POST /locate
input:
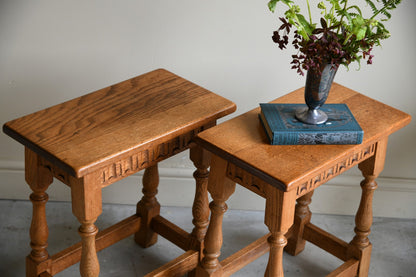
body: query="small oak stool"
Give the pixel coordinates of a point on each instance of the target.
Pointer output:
(95, 140)
(284, 175)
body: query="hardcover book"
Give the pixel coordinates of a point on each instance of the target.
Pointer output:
(283, 128)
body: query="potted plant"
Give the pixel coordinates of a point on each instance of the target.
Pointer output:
(344, 35)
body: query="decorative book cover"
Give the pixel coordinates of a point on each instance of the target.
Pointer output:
(283, 128)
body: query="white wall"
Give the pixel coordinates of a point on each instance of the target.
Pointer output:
(51, 51)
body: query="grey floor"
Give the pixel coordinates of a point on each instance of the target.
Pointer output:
(394, 246)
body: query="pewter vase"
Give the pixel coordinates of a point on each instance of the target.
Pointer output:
(316, 92)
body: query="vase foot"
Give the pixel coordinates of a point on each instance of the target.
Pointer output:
(310, 116)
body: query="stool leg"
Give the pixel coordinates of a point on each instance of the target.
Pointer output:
(360, 246)
(87, 206)
(200, 209)
(220, 189)
(89, 265)
(279, 216)
(148, 207)
(303, 215)
(39, 179)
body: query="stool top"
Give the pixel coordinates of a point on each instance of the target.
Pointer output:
(243, 141)
(91, 131)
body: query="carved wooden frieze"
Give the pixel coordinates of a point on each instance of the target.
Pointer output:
(246, 179)
(133, 163)
(257, 185)
(145, 158)
(335, 170)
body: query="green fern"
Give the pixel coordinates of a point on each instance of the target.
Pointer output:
(355, 34)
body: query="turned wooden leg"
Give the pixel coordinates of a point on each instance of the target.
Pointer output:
(87, 206)
(220, 189)
(279, 216)
(200, 209)
(148, 207)
(303, 215)
(39, 179)
(360, 246)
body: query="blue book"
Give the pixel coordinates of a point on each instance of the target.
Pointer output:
(283, 128)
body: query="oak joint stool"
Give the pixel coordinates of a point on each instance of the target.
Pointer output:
(286, 176)
(95, 140)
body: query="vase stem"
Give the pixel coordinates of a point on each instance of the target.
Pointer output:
(316, 92)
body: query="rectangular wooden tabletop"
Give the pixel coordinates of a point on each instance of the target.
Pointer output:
(243, 141)
(95, 129)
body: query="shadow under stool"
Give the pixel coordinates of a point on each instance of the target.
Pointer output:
(95, 140)
(286, 176)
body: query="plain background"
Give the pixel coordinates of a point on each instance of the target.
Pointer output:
(52, 51)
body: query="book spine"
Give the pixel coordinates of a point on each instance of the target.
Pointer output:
(311, 138)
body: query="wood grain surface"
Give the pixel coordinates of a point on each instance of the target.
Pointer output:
(243, 141)
(98, 128)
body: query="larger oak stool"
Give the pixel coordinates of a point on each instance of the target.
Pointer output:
(286, 177)
(95, 140)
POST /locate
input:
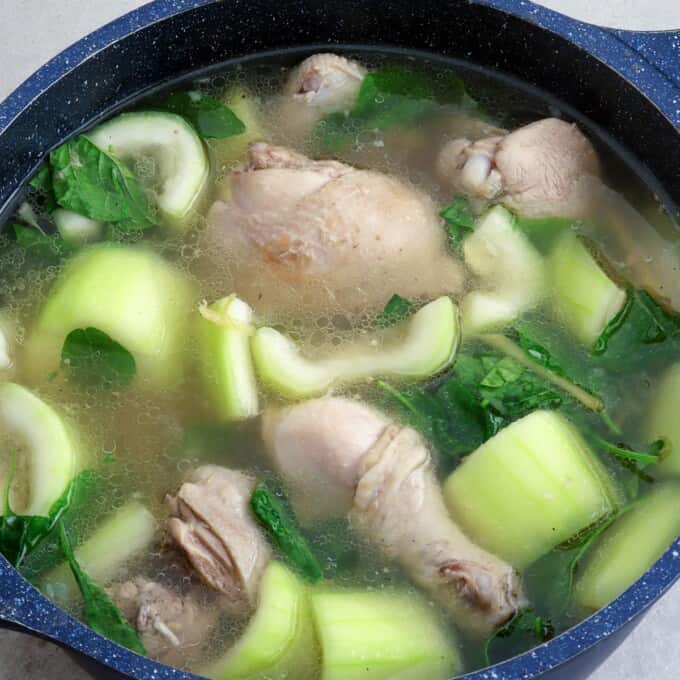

# PROBLEM TO WORK ON:
Work through the data and count each line holding the string "wooden". Give only that count.

# EXERCISE ANSWER:
3